Extract to read:
1. "Insurance" is for risk aggregation of large impact, but rare events. Since nearly everyone is guaranteed to become sick and require increasingly expensive (and magical!) treatments, almost everyone will have the opportunity to spend frightful amounts of money to stay alive a few more months, unless they die quickly from an accident or something. There is nothing rare about getting sick. Specific diseases, perhaps, but in aggregate everyone will eventually have something that could break the bank. So, there is no "risk" here, properly understood. As a result, insurance is the wrong model.
I disagree with this, entirely. The whole notion of insurance was created back when traders were sailing the oceans. Since nearly every trading company was guaranteed to have a ship sink and lose significant investment, almost every trading company had the opportunity to spend frightful amounts of money to stay in business a few more months, unless they lose their whole fleet at once in a freak storm or something. There was nothing rare about losing a ship. Losing one (or more) with an extremely costly cargo, perhaps, but in aggregate every company will eventually have a ship sink which could put them out of business. So, there
is risk there, properly understood.
It's no different with being sick -- I don't know when, or where I'll get sick. It could be now, it could be 20 years from now, but I do expect I'll get sick at some point. The risk is, will it be catastrophic enough to wipe me out financially for whatever reason. With the traders, they don't know when, or where they'll lose a ship. They might lose one this trading season, or not for several years, but they are expecting to lose a ship. The risk is, will it be catastrophic enough to wipe them out financially?
That said, private insurance makes sense for traders -- it's a small group of people amongst whom the risk needs to be shared. With health care, it's silly to have private insurance -- the group of people needing such insurance isn't small, it's the entire population. That's why it makes sense to have a single-payer system, IMHO.

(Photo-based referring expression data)
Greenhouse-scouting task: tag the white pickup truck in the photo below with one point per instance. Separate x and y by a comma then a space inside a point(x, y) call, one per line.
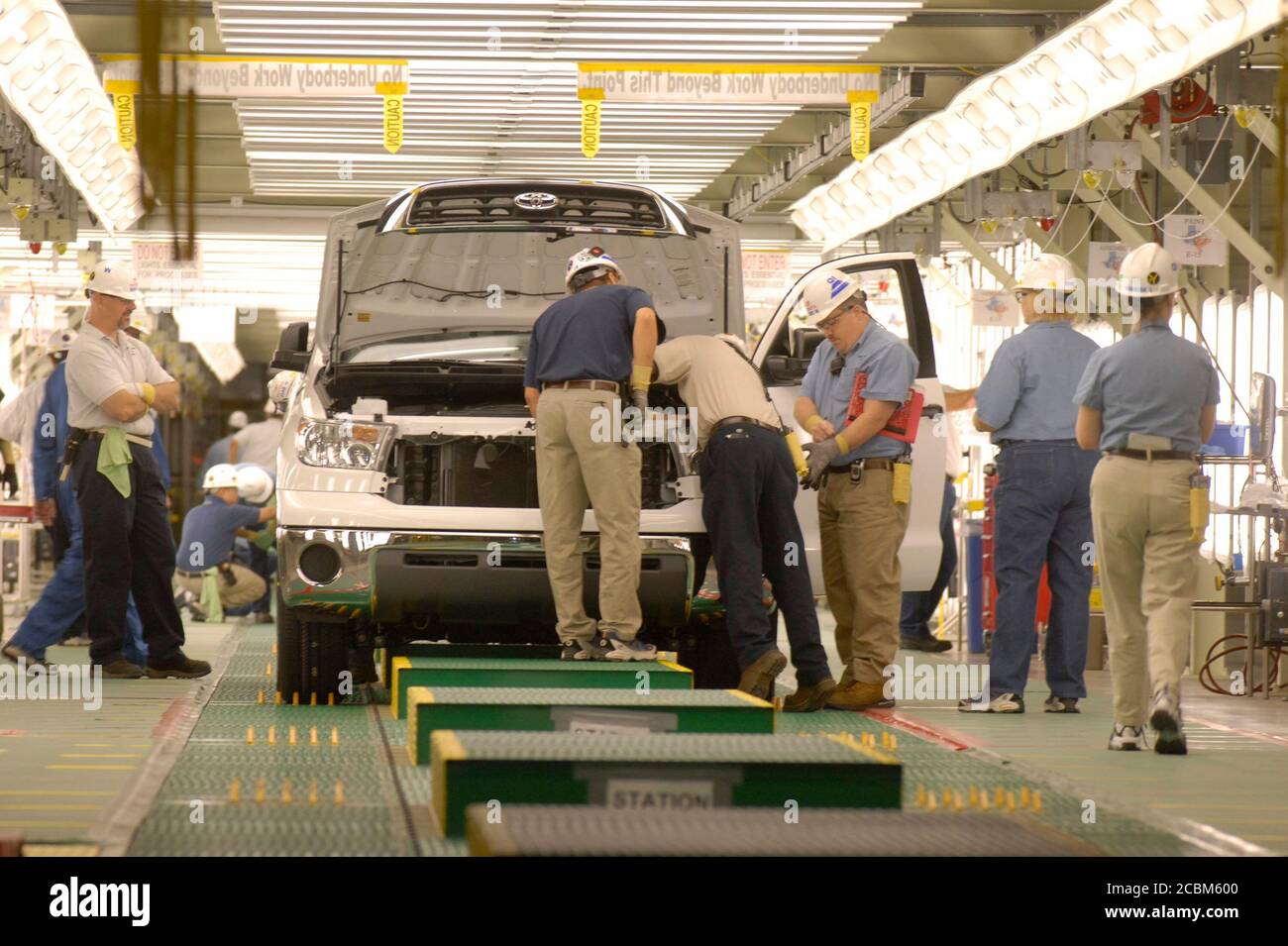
point(407, 497)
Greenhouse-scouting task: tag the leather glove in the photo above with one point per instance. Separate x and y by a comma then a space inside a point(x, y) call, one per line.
point(822, 456)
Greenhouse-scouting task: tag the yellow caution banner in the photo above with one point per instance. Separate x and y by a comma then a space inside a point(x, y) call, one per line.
point(123, 104)
point(591, 112)
point(394, 121)
point(861, 123)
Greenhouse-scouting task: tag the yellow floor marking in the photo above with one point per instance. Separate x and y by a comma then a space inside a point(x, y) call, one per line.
point(93, 769)
point(60, 793)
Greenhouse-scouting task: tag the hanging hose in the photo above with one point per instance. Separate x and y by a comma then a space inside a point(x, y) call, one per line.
point(1209, 680)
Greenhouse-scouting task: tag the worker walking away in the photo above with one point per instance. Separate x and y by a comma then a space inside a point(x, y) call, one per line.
point(60, 607)
point(581, 351)
point(1043, 510)
point(1147, 402)
point(257, 443)
point(205, 563)
point(851, 390)
point(114, 381)
point(748, 493)
point(918, 606)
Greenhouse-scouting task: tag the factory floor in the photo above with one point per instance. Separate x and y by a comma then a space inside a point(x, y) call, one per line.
point(161, 762)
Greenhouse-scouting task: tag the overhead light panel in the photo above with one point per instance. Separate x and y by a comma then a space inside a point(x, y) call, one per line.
point(1117, 53)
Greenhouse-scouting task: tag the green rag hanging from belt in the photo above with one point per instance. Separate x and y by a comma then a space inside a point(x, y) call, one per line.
point(114, 460)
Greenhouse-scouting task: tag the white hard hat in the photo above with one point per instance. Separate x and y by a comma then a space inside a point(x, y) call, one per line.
point(1048, 271)
point(827, 292)
point(220, 476)
point(60, 341)
point(254, 482)
point(1146, 271)
point(115, 279)
point(741, 345)
point(589, 259)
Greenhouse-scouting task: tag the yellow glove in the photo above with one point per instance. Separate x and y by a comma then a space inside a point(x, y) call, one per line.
point(642, 376)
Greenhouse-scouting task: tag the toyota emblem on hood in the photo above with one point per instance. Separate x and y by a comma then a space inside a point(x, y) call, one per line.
point(536, 200)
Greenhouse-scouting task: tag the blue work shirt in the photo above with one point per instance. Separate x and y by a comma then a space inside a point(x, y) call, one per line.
point(1149, 382)
point(1026, 392)
point(892, 367)
point(207, 533)
point(588, 335)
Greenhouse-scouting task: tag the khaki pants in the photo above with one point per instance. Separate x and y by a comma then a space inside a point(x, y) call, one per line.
point(246, 587)
point(861, 529)
point(1140, 512)
point(579, 463)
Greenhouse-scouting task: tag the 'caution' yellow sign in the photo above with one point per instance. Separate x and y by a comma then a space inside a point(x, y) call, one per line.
point(591, 112)
point(861, 124)
point(393, 93)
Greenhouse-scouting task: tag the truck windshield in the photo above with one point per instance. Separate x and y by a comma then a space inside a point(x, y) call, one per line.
point(501, 345)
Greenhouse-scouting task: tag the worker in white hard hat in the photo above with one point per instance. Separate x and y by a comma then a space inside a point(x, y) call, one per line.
point(587, 352)
point(1043, 511)
point(205, 564)
point(1147, 402)
point(748, 493)
point(114, 381)
point(851, 390)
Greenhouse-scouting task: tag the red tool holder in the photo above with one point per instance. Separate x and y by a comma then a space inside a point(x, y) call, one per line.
point(990, 607)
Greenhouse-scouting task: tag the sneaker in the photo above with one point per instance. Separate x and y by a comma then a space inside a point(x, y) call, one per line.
point(1127, 738)
point(758, 680)
point(1005, 703)
point(1164, 716)
point(121, 670)
point(1060, 704)
point(809, 699)
point(610, 648)
point(18, 656)
point(179, 667)
point(931, 645)
point(575, 649)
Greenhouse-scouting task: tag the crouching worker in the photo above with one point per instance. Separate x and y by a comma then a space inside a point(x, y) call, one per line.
point(204, 564)
point(748, 489)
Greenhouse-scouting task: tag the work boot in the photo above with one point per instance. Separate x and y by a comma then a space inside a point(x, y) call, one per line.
point(858, 696)
point(121, 670)
point(1164, 716)
point(178, 666)
point(759, 678)
point(811, 697)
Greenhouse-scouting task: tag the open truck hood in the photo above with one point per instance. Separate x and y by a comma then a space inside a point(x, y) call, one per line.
point(487, 253)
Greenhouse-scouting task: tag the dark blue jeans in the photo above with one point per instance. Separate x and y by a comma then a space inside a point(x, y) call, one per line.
point(918, 606)
point(1043, 517)
point(748, 489)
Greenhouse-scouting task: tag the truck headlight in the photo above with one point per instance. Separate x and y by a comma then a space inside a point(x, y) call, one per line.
point(344, 444)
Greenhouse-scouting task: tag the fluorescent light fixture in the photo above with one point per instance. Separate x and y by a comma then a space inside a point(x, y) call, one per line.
point(1120, 52)
point(47, 76)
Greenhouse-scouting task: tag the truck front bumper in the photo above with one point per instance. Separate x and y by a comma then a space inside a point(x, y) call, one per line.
point(475, 578)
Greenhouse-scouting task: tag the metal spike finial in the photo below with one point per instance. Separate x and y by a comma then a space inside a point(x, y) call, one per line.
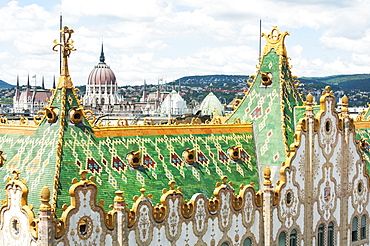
point(102, 57)
point(66, 47)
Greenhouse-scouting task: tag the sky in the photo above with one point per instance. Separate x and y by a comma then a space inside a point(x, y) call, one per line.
point(149, 40)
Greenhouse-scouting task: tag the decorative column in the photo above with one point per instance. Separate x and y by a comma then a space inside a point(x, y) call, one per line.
point(345, 116)
point(45, 228)
point(309, 126)
point(122, 222)
point(267, 203)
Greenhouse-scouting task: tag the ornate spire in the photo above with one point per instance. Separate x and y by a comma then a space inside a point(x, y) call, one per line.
point(28, 81)
point(275, 40)
point(43, 83)
point(102, 58)
point(67, 47)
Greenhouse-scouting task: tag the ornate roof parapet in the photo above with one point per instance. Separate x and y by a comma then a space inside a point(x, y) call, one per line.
point(67, 47)
point(122, 218)
point(46, 226)
point(275, 40)
point(17, 213)
point(45, 199)
point(83, 196)
point(326, 93)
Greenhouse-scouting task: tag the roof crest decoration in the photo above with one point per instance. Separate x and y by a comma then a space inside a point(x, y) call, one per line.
point(67, 47)
point(275, 40)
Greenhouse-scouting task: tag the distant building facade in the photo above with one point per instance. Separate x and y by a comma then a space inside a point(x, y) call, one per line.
point(102, 90)
point(30, 100)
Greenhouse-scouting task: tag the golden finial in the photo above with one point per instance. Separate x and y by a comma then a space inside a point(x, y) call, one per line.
point(142, 190)
point(83, 174)
point(275, 40)
point(309, 101)
point(267, 176)
point(67, 47)
point(224, 179)
point(345, 101)
point(45, 198)
point(16, 174)
point(119, 196)
point(2, 159)
point(172, 184)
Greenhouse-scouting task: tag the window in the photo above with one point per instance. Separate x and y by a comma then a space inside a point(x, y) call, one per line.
point(282, 239)
point(331, 234)
point(293, 238)
point(363, 227)
point(247, 242)
point(320, 235)
point(354, 229)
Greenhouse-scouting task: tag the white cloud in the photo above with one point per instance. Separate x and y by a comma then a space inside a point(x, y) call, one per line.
point(149, 39)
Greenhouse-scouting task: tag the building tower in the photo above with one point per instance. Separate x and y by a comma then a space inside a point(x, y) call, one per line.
point(101, 90)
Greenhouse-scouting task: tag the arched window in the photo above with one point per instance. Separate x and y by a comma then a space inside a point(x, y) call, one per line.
point(293, 238)
point(363, 227)
point(354, 229)
point(247, 242)
point(282, 239)
point(331, 234)
point(320, 235)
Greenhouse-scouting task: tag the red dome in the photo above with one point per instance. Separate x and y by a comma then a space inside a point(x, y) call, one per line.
point(102, 75)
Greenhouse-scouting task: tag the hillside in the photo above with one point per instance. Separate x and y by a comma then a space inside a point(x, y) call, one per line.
point(349, 82)
point(4, 84)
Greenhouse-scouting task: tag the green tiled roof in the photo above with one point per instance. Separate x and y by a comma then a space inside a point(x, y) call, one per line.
point(105, 157)
point(271, 109)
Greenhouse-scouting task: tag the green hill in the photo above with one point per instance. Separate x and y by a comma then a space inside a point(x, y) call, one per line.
point(349, 82)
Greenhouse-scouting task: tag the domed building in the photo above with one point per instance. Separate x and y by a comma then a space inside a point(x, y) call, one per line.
point(210, 104)
point(101, 90)
point(173, 105)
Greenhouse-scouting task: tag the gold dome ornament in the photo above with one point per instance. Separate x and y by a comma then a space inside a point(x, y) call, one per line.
point(67, 47)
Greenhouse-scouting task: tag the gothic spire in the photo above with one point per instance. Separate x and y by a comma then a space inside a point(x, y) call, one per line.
point(102, 58)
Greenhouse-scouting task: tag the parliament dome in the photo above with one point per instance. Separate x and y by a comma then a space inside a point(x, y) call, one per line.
point(102, 74)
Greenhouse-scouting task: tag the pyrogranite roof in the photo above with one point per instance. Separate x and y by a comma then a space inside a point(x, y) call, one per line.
point(210, 104)
point(65, 141)
point(269, 104)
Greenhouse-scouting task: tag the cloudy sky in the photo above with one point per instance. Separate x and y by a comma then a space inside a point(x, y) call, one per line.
point(147, 39)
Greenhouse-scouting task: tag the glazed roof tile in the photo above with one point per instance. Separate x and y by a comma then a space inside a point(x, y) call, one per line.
point(65, 141)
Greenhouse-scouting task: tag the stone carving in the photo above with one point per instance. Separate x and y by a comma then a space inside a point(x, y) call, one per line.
point(200, 215)
point(173, 217)
point(143, 223)
point(225, 209)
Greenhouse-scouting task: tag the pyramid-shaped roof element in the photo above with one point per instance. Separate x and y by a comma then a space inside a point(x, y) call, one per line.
point(65, 140)
point(211, 104)
point(269, 103)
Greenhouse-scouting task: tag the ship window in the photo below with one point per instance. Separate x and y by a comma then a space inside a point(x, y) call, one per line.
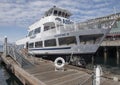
point(63, 14)
point(67, 40)
point(38, 44)
point(51, 42)
point(37, 30)
point(31, 45)
point(90, 39)
point(30, 33)
point(59, 14)
point(46, 28)
point(55, 12)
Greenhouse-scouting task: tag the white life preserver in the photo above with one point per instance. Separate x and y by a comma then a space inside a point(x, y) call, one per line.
point(59, 65)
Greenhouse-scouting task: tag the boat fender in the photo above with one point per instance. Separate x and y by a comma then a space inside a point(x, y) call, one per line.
point(59, 65)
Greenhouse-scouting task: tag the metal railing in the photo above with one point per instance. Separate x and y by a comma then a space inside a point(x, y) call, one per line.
point(18, 57)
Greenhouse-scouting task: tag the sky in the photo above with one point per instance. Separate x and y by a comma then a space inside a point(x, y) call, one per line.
point(17, 15)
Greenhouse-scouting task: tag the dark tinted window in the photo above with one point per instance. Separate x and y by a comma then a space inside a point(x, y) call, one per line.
point(38, 44)
point(51, 42)
point(37, 30)
point(67, 40)
point(31, 45)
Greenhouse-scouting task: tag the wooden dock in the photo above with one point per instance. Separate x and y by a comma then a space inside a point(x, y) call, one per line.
point(43, 73)
point(36, 71)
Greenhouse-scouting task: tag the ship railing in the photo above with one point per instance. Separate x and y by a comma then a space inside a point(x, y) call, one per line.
point(83, 26)
point(18, 57)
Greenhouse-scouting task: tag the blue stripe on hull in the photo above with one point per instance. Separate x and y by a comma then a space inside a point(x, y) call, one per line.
point(51, 48)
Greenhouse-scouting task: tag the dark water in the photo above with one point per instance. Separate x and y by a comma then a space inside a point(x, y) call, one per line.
point(7, 78)
point(109, 63)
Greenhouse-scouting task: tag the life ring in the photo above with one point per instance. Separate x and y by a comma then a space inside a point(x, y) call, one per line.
point(59, 65)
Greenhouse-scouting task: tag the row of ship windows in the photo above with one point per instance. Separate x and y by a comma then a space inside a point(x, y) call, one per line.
point(52, 42)
point(66, 41)
point(38, 30)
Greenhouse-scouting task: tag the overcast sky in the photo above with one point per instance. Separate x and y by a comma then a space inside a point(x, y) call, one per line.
point(17, 15)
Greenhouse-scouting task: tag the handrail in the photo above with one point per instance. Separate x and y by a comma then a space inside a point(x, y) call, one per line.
point(17, 56)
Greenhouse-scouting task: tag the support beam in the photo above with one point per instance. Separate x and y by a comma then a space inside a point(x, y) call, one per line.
point(118, 56)
point(5, 45)
point(105, 55)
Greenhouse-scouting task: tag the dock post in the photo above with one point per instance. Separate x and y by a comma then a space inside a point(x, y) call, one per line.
point(5, 45)
point(98, 73)
point(105, 55)
point(117, 55)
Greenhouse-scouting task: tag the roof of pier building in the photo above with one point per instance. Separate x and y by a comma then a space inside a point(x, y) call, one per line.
point(115, 30)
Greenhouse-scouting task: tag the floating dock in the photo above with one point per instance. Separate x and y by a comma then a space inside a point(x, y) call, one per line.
point(36, 71)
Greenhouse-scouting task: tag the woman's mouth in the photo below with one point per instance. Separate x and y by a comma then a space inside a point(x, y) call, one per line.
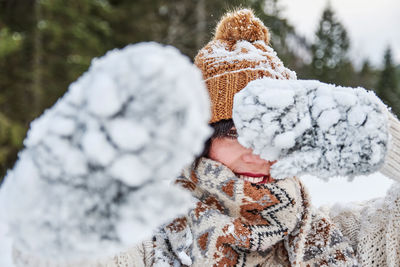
point(255, 178)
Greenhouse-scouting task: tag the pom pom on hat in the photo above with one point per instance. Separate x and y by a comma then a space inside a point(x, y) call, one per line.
point(238, 53)
point(241, 25)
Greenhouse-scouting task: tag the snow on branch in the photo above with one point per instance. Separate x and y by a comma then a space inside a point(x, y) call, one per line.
point(95, 173)
point(312, 128)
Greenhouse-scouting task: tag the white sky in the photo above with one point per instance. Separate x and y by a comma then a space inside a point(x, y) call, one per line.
point(372, 25)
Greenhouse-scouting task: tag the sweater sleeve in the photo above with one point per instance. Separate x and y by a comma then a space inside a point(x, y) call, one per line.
point(391, 167)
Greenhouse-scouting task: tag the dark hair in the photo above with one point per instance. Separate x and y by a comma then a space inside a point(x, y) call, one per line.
point(221, 129)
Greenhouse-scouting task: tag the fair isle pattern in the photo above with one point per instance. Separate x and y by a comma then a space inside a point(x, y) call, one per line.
point(236, 223)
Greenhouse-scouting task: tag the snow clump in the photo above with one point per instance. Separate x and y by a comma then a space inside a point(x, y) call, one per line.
point(312, 128)
point(91, 179)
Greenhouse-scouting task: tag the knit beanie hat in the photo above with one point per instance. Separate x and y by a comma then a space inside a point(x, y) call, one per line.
point(238, 54)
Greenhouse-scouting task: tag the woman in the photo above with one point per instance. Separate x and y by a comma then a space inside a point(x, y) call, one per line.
point(246, 218)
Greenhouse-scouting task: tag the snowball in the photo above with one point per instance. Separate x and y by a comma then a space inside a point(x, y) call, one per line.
point(130, 170)
point(328, 118)
point(128, 134)
point(102, 97)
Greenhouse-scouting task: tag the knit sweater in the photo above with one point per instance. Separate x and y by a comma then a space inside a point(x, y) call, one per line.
point(371, 228)
point(365, 234)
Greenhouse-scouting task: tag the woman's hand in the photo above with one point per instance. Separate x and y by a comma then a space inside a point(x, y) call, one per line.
point(311, 127)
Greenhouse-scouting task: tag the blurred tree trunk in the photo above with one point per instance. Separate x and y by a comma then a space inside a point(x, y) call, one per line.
point(201, 25)
point(37, 61)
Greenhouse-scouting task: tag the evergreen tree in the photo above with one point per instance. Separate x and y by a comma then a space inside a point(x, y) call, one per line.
point(329, 52)
point(387, 87)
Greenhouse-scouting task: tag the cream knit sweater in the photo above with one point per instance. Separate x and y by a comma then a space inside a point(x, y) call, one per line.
point(372, 227)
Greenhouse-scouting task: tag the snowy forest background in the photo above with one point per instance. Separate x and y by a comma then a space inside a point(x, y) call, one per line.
point(45, 45)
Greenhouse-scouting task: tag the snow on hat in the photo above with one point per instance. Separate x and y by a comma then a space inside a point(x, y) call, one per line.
point(238, 54)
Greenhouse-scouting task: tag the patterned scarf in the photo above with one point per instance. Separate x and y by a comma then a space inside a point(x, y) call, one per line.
point(237, 223)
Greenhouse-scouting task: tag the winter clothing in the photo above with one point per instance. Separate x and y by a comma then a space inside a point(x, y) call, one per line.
point(236, 223)
point(364, 234)
point(238, 54)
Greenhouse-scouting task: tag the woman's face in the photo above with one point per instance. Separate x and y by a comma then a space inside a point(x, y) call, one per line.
point(239, 159)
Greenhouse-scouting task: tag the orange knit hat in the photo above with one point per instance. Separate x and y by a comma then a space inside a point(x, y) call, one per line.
point(238, 54)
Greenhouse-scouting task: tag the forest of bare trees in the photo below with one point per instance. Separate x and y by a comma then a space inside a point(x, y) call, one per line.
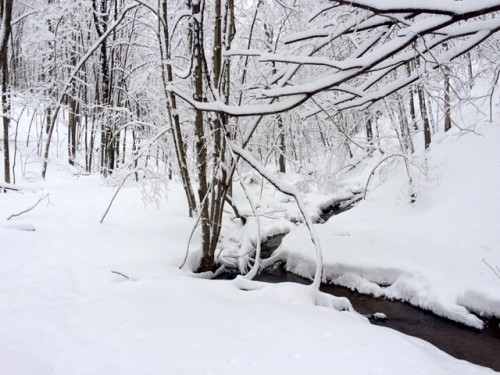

Work to complete:
a – In the insurance argument, when was the whole notion of insurance created?
b – Please sum up the insurance argument in two sentences.

Solutions to the exercise:
a – Back when traders were sailing the oceans.

b – The insurance argument rejects the claim that insurance is the wrong model for health care because getting sick is not rare. It compares illness to the ship losses that trading companies expected, where the risk was whether a loss would be catastrophic enough to wipe them out financially, and it concludes that a single-payer system makes sense because the group needing health insurance is the entire population.